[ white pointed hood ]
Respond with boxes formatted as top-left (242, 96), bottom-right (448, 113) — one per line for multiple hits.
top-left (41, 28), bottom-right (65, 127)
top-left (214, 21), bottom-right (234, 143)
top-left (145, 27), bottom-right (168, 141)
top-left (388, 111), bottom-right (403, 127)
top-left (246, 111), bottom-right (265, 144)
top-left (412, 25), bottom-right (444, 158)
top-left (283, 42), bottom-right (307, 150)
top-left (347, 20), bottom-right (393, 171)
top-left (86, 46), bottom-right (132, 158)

· · · ·

### WHAT THE TASK REQUIRES:
Update all the records by writing every line again with "hood" changed to "cap" and nothing else altered.

### WORKED ANSWER:
[ white pointed cap ]
Respond with boxes formatted as top-left (242, 96), bottom-right (448, 113) — one per line for multiple hits.
top-left (41, 28), bottom-right (65, 127)
top-left (214, 21), bottom-right (234, 143)
top-left (145, 27), bottom-right (168, 141)
top-left (388, 111), bottom-right (403, 127)
top-left (246, 111), bottom-right (265, 144)
top-left (412, 25), bottom-right (444, 158)
top-left (283, 42), bottom-right (307, 150)
top-left (347, 20), bottom-right (393, 171)
top-left (86, 46), bottom-right (132, 158)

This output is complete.